--- START Dataset ---
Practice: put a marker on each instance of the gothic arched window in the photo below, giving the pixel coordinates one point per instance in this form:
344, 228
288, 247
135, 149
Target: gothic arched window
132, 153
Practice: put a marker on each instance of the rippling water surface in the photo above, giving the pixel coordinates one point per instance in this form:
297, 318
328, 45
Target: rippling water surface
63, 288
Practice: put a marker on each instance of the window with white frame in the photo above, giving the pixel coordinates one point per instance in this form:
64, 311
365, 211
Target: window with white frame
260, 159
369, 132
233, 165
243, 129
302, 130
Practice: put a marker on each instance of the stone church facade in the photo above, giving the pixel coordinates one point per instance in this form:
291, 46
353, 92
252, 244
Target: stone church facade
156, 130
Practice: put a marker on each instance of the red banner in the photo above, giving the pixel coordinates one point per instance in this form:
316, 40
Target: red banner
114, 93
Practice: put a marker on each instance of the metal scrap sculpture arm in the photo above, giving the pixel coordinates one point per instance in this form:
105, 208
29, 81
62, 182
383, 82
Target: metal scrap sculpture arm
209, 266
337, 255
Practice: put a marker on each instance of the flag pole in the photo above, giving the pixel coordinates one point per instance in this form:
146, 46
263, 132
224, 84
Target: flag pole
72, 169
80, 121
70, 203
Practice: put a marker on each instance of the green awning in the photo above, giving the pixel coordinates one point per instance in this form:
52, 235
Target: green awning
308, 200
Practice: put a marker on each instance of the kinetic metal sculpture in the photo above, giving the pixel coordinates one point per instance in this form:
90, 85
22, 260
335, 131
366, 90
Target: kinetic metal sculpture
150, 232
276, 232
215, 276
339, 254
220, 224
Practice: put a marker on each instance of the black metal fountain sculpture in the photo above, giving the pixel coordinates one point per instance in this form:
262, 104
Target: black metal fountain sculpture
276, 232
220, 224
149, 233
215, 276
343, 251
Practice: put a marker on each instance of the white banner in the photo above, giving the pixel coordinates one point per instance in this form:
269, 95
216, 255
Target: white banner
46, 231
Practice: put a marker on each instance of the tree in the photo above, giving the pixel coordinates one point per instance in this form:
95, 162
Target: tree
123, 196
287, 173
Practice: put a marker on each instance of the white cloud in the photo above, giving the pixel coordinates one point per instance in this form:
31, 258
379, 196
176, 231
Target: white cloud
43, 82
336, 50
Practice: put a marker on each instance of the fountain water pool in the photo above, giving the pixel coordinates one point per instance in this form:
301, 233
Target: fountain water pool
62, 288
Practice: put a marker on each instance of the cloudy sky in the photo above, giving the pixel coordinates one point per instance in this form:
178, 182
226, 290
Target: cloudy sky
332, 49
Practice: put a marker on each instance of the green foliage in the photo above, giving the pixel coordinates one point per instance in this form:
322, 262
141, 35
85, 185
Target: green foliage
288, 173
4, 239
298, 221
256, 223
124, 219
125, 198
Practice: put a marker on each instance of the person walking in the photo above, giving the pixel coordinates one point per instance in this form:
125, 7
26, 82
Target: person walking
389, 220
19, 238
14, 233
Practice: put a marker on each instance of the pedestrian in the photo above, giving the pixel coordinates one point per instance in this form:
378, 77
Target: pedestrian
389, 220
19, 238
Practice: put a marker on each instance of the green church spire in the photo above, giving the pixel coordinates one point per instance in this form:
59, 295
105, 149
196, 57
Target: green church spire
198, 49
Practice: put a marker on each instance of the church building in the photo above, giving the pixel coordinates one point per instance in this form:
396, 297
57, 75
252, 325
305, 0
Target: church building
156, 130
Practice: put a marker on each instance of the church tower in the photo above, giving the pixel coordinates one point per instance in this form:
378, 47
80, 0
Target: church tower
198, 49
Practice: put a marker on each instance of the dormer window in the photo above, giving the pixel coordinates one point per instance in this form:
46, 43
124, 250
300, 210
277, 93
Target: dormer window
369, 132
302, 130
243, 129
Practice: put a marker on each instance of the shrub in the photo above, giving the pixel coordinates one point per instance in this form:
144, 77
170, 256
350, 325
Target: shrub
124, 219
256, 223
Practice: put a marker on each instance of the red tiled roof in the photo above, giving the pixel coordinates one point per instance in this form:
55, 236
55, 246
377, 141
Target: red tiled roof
--- END Dataset ---
## Problem to solve
Reproduce every one of the records above verbatim, keeping each line unchanged and in its original order.

## Response to the task
Practice: put a marker on each instance of the gothic arched window in the photo below, giving the pixel coordinates one point per instance in this form:
344, 228
288, 247
135, 149
Target: gothic arched window
132, 153
Practice: put a marker on each instance of the rippling water surface in the photo above, giving the pixel coordinates one point per instance in this form:
297, 318
328, 45
Target: rippling water surface
63, 288
Practice: put a marker on each instance of the window with white frame in the photo above, giving the pixel coordinates one point per instance in this form:
64, 311
365, 211
Target: window with white frame
260, 159
369, 132
233, 165
243, 129
302, 130
Practice: put a marker on each instance of the stone church facade in the photo above, giving the pixel coordinates one point per instance in this form:
291, 46
353, 92
252, 244
Target: stone church facade
156, 130
Practice: put a marker on each instance of the red banner in the photo above, giving the pixel coordinates one point per instance in this form:
316, 40
Target: red banner
114, 93
Practice: put a marker on each instance of the metal scrap sculpture arm in the photo above, giving the pixel coordinates one point per instance in this form:
105, 208
29, 81
62, 182
383, 82
Target: metal scrap sculpture arm
209, 266
337, 255
Practice: put a marker on each instance of the flag pole in the photo above, giving the pixel coordinates one point per instance in this form:
146, 46
263, 132
224, 84
Target: flag pole
72, 169
80, 121
70, 203
Practice: put a marker on each instance of the green awning in the photo above, giving the pixel coordinates one point per instance in this form:
52, 235
Target: green awning
308, 200
Practice: put a marker on each instance of the kinetic metal sculpture in the photo above, giving the pixel coordinates one point per instance in this form:
90, 85
22, 260
335, 131
366, 90
Target: kinetic metal sculpture
150, 232
276, 232
215, 276
339, 254
220, 224
Practice: put a marker on each instance of the black metal fountain sculpture in the photo above, giving the pixel coordinates one point per instance in this form:
262, 104
Target: black metal fountain sculpture
276, 232
220, 224
149, 233
215, 276
343, 251
Practice: put a marker on each instance of the white banner in the photo above, giving the pixel coordinates one point per instance in this form:
269, 95
216, 255
Target: white banner
46, 231
Practice: put a marker on each instance of the tree in the photo above, giving the pixel coordinates one point per instance in this form:
95, 162
Target: tree
123, 196
287, 173
Practice: put a marker on each instance of the white cloud in the photo above, giving the pixel coordinates one point per instance in this form:
31, 258
379, 196
176, 231
Target: white cloud
43, 82
336, 50
Practice: put a marker on each instance of the fountain water pool in the photo above, giving the pixel coordinates one point per instance in this form:
301, 233
Target: fountain water pool
62, 288
Practice: put a marker on each instance of the cloudy sky in the photo above, giving the pixel coordinates one point per instance in this form:
178, 182
226, 290
Target: cloudy sky
332, 49
Practice: put a marker on each instance of the green foliage in the photo above, giving the pixel coordinates one point per instance in this form:
322, 262
141, 35
85, 185
Target: green foliage
288, 173
4, 239
298, 221
256, 223
124, 219
125, 198
Practice: put a marker on each instance of the person walking in the photo above, giving the pixel coordinates one point per instance in this form:
125, 7
26, 82
Target: person walking
389, 220
19, 238
14, 233
Practice: put a marker on each instance of the pedestrian in the photo above, giving the pixel coordinates one point per instance in this form:
378, 77
Target: pedestrian
389, 220
19, 238
Practice: put a marker on each instance of the green church spire in the photo above, giving the pixel coordinates one point per instance in this form:
59, 295
105, 149
196, 57
Target: green church spire
198, 49
Practice: put a marker on each instance of the church building in the photo above, giving the pixel coordinates one point per instance in this form:
396, 297
57, 75
252, 325
305, 0
Target: church building
156, 130
Practice: put a marker on each instance of the church tower in the photo above, giving the pixel coordinates one point per instance in this form:
378, 47
80, 0
Target: church tower
198, 49
Practice: put a marker on each instance of the dormer window in the photo above, giving the pixel coordinates one point per instance in this form:
46, 43
124, 250
300, 210
277, 93
Target: dormer window
369, 132
302, 130
243, 129
Practice: put a marker on each instance of the shrub in the photo above, giving the pixel coordinates one point per instance in this form:
144, 77
170, 256
350, 325
Target: shrub
124, 219
256, 223
Practice: put a marker on each instance of the red tiled roof in the photo above, giving the pixel coordinates one point per instance in this form:
55, 236
55, 246
377, 141
Target: red tiled roof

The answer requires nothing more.